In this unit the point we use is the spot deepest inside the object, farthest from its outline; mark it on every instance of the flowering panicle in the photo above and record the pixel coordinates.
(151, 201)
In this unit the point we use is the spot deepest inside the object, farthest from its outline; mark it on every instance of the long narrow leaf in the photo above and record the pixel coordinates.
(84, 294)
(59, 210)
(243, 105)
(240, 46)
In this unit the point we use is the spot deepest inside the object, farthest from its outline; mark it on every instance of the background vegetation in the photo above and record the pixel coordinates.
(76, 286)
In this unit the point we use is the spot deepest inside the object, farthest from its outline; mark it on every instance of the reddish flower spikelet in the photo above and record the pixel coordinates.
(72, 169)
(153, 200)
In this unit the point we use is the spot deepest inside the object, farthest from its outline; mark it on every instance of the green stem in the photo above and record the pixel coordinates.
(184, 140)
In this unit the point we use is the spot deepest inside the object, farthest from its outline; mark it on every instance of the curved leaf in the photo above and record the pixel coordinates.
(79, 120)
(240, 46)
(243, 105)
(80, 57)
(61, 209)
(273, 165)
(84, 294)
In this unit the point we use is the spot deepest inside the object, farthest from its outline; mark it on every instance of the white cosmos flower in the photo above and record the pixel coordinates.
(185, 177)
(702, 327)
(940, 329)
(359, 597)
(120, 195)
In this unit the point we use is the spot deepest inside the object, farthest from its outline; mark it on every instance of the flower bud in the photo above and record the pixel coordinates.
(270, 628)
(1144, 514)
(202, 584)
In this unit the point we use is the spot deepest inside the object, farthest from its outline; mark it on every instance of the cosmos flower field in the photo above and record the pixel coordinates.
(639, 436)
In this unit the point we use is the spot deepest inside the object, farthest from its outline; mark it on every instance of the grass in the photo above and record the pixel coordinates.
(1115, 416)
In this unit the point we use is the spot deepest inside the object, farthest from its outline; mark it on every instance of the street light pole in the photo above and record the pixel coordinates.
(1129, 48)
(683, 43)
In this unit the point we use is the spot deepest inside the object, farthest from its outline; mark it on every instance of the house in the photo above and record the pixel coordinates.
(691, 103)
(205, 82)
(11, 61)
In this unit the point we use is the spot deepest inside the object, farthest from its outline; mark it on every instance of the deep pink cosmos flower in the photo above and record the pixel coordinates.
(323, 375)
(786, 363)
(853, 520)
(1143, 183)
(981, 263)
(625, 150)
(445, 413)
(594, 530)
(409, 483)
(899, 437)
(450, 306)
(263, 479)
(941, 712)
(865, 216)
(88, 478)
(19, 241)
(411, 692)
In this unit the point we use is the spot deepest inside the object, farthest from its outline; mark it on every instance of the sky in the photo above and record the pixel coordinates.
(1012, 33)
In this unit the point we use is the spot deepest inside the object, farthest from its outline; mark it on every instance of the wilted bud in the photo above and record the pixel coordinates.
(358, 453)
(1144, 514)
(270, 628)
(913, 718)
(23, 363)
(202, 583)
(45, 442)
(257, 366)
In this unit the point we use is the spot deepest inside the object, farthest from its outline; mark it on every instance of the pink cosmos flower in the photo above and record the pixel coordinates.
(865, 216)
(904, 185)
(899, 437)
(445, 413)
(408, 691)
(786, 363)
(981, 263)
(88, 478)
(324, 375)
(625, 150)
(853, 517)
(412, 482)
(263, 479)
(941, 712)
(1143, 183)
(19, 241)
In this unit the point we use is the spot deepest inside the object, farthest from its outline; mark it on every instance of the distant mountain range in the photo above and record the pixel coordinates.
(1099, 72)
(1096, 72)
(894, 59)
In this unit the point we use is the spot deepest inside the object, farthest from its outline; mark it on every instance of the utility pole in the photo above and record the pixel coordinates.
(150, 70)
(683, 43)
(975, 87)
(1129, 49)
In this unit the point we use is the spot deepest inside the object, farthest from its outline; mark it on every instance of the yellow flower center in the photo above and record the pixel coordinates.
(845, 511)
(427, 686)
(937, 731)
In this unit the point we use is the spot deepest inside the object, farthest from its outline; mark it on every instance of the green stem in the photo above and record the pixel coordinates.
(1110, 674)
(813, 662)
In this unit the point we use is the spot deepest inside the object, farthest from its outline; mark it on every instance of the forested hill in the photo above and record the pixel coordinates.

**TASK**
Output every record exactly as written, with nothing dropped.

**EXERCISE RESPONSE**
In this unit the point we use is the spot deepest inside the object, farthest from its outline; mark it on every instance of the flowering panicle in the photo above and record the pixel coordinates.
(151, 201)
In this unit the point we use is the spot deepest inside the object, farthest from its outline; mark it on every instance of the long narrow leaf in the photo above and record the pixel coordinates.
(84, 294)
(59, 210)
(243, 105)
(240, 46)
In this unit the point we use is the spot deepest inside the object, farthest from its outline; mark it on every instance of the background vegetation in the photo above and record the pixel coordinates.
(76, 286)
In this unit the point we use is the spot deepest inside the object, farthest from its outline; mark it on every instance of the reddish flower spikelet in the photo above and record the pixel coordinates.
(72, 169)
(153, 200)
In this unit the point we use is the spot deepest inside the object, farthest from its outline; mark it on every instance of the green stem in the photo above and record the pixel coordinates.
(184, 140)
In this unit the point we use is the spot deepest inside the object, farthest from its outline; mark it on every instance of the curved leaf in the photo above and record the pixel coordinates.
(79, 120)
(240, 46)
(243, 105)
(80, 57)
(61, 209)
(273, 165)
(84, 294)
In this unit the point we use is the spot deepest inside the object, farthest from its outline; mark it on every instance of the white cosmos flower in the photo above and record the pixel coordinates.
(185, 177)
(702, 327)
(940, 329)
(359, 597)
(120, 195)
In this unit the point we use is the spot deepest inside the object, farthest from its outline; mark it on every instance of the flower bud in the photo above and record the pixel coordinates.
(270, 628)
(1144, 514)
(202, 584)
In this unit the point we use is the spot deepest inside the object, farthest from its outline; mark it on every instance of the cosmos flower field in the photo above and record the pixel coordinates.
(639, 436)
In this unit the point we use is the spot deepest inside the object, farthest from its outline; mark it on every instance of the grass in the photo above and record the pixel coordinates.
(1115, 416)
In this unit the point we use is the spot deepest inside the object, farthest from its outline; mark it on every instance of the street light pole in the photo above and record the pixel coordinates.
(1129, 48)
(683, 43)
In this unit the point we use is the spot deepest inside the object, farthest from its outline; mark it on every instance of the house in the photo above and record the pixel coordinates.
(691, 103)
(205, 82)
(11, 61)
In this unit the point we use is the spot deepest inside the object, farthest from its outline; mark it on every instance of the deep pink cosmos flower in the photo above and record the pixel coordinates.
(323, 375)
(786, 363)
(853, 520)
(1143, 183)
(981, 263)
(625, 150)
(445, 413)
(594, 530)
(409, 483)
(899, 437)
(450, 306)
(263, 479)
(941, 712)
(865, 216)
(88, 478)
(19, 241)
(411, 692)
In this unit the point we use is the spot deepest inside the object, farthest from its outline; mark it on every instance of the sky in the photo above and record the pixel coordinates.
(1012, 33)
In this unit the point we use is the spot deepest inside the object, farthest from its outline; mark it on every instance of the wilted bud in the photo above and record the pixel coordinates.
(358, 453)
(1144, 514)
(270, 628)
(913, 718)
(23, 363)
(202, 583)
(45, 442)
(257, 366)
In this unit the point we use is the spot deepest inside the object, farthest from its outline; mark it on every instance of the pink cosmos flower in the photo above and record the pixel coordinates.
(865, 216)
(904, 185)
(899, 437)
(445, 413)
(408, 691)
(786, 363)
(981, 263)
(88, 478)
(324, 375)
(625, 150)
(853, 517)
(412, 482)
(263, 479)
(941, 712)
(1143, 183)
(19, 241)
In this unit the point we use is the spot deepest inside the object, farthest from its outline; mark it on every instance of the distant mountain range in the photo above and record the pixel coordinates.
(1099, 72)
(1096, 72)
(894, 59)
In this unit the point we use is the spot deepest inside the object, farthest from its outline; mark it on every instance of the utility pole in the photo above and record the pixel coordinates.
(150, 70)
(683, 43)
(975, 87)
(1129, 49)
In this unit the point we use is the spot deepest inside the object, farthest from its outline; mark it on every instance of the yellow flower center in the photo above and record the pixel coordinates.
(845, 511)
(427, 686)
(937, 731)
In this unit the point we use is the spot deepest inside the object, farthest from its outline; mark it on every instance of the green stem in the photo above and record the pixel coordinates.
(1110, 674)
(813, 662)
In this unit the point we use is the spot deepest inside the object, farthest from its outline; mark it on every instance of the forested hill in the photo above and record the pixel coordinates.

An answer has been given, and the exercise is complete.